◆ Text shown:
++++++++++++++++++++

In a hyper-connected world, caution must be taken when discussing the distribution and use of vehicle data. Historically, the carmakers have viewed this data as proprietary but situations like emergency response beg the question: how can that data serve a greater purpose than a manufacturer profiting from and tailoring customer acquisition?

“Car insurance is a proven and fair response to how vehicle data distribution leads to safer roads, fewer accidents, and streamlined traffic management. However, as the technological landscape continues to shift, we cannot move forward without allowing for data exchanges to third-parties and applications that would engage both OEMs and insurance providers,” Williams says.

Telematic control units are struggling to manage the enormous volumes of data being produced as vehicles become more connected. New sensors and applications are feeding decision-making processes through the use of machine vision, analytics, and artificial intelligence (AI). These applications and processes are in need of real-time information from sensors such as cameras, radar and LiDAR to make smart decisions.

“Intel is predicting a smart vehicle will produce 4TB of data for every 1.5 hours on the road. With that volume of data, automakers are struggling with how much information is openly available to third parties while also securing the system from malicious intent,” Williams concludes. According to him, one emerging strategy takes some of the heavy-lifting off the TCU by processing only real-time needs locally and passing subsets of data to the cloud. More complex AI and analytics can unburden the TCU by making use of ultra-low latency Network Edge Compute technologies.

++++++++++++++++++++

◆ Entries shown:
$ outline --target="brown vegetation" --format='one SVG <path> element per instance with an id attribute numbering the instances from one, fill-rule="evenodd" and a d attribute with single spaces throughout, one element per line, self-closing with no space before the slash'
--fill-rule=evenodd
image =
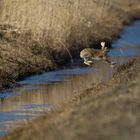
<path id="1" fill-rule="evenodd" d="M 33 120 L 3 140 L 138 140 L 140 139 L 140 60 L 118 68 L 61 112 Z"/>
<path id="2" fill-rule="evenodd" d="M 139 0 L 1 0 L 0 6 L 0 87 L 54 69 L 93 42 L 111 41 L 140 10 Z"/>

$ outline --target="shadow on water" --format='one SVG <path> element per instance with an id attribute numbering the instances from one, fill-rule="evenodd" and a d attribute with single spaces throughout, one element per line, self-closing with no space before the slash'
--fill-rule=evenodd
<path id="1" fill-rule="evenodd" d="M 140 21 L 125 27 L 121 38 L 112 43 L 109 55 L 118 65 L 140 55 L 139 27 Z M 112 77 L 114 70 L 104 62 L 97 62 L 94 67 L 82 63 L 74 60 L 65 69 L 28 77 L 20 81 L 24 86 L 1 92 L 0 136 L 21 122 L 61 109 L 85 89 Z"/>

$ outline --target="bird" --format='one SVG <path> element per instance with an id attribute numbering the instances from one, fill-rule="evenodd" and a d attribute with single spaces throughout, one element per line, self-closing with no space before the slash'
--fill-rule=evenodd
<path id="1" fill-rule="evenodd" d="M 101 42 L 101 49 L 85 48 L 80 52 L 80 57 L 84 60 L 84 64 L 91 66 L 94 60 L 103 60 L 111 66 L 115 65 L 108 57 L 109 49 L 105 46 L 105 42 Z"/>

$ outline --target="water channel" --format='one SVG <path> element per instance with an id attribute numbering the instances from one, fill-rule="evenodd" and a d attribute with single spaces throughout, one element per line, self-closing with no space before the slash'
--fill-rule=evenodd
<path id="1" fill-rule="evenodd" d="M 109 56 L 117 65 L 140 56 L 140 20 L 124 27 L 120 39 L 112 43 Z M 2 91 L 0 137 L 20 127 L 21 122 L 59 110 L 93 84 L 110 79 L 112 74 L 113 69 L 104 62 L 87 67 L 76 59 L 61 70 L 20 81 L 22 87 Z"/>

++++++++++++++++++++

◆ Actions to take:
**A.** Based on the text on vehicle data, does each statement below agree with the text? Answer yes or no for each, quoting the words of the text that decide it.
(i) Intel predicts that a smart vehicle will produce 4TB of data for every 1.5 hours on the road.
(ii) Carmakers have historically treated vehicle data as something to share freely.
(iii) The emerging strategy described processes all vehicle data locally on the TCU.
**B.** In the text on vehicle data, which sensors are named as sources of the real-time information that applications and processes need?
**C.** Reproduce the text on vehicle data from "Telematic control units" to "make smart decisions.", swapping "machine vision" for "computer vision".

◆ Exercise responses:
**A.**
(i) Yes: "Intel is predicting a smart vehicle will produce 4TB of data for every 1.5 hours on the road."
(ii) No: "Historically, the carmakers have viewed this data as proprietary."
(iii) No: "processing only real-time needs locally and passing subsets of data to the cloud."

**B.** Cameras, radar and LiDAR.

**C.**
Telematic control units are struggling to manage the enormous volumes of data being produced as vehicles become more connected. New sensors and applications are feeding decision-making processes through the use of computer vision, analytics, and artificial intelligence (AI). These applications and processes are in need of real-time information from sensors such as cameras, radar and LiDAR to make smart decisions.